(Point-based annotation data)
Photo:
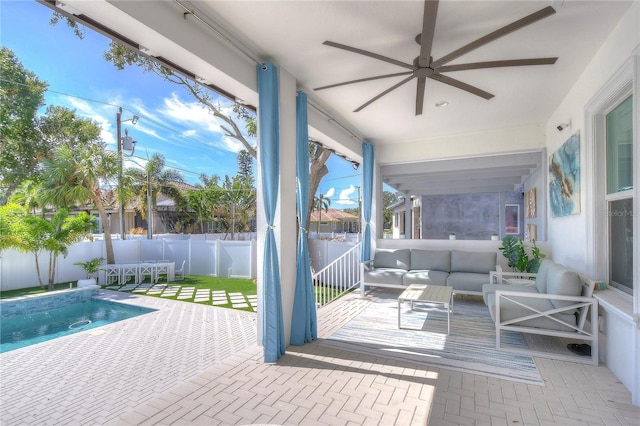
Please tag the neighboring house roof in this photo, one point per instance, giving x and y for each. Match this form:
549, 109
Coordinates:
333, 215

...

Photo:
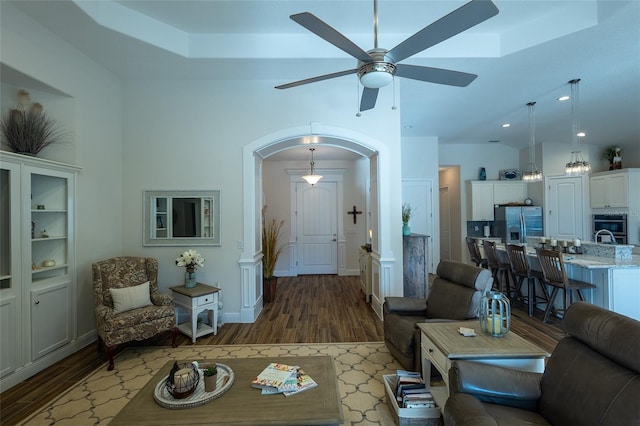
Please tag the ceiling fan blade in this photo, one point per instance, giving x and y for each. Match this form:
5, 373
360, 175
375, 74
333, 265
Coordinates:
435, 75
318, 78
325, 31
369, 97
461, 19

...

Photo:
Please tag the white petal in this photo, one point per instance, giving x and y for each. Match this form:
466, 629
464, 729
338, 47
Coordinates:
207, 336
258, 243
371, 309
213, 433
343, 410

## The task
Identify each line above containing the string "Match", with case distinguished, and copy every such line in full.

## Completed exercise
Please tag the neighboring house roof in this photo, one point per instance, giving x and y for each. Match this form:
Please tag the ceiling fan blade in this photo, one point per instance, giving x and y for each. Match this form:
Please tag the white petal in this photo, one point per instance, giving x and y for each. Match this form:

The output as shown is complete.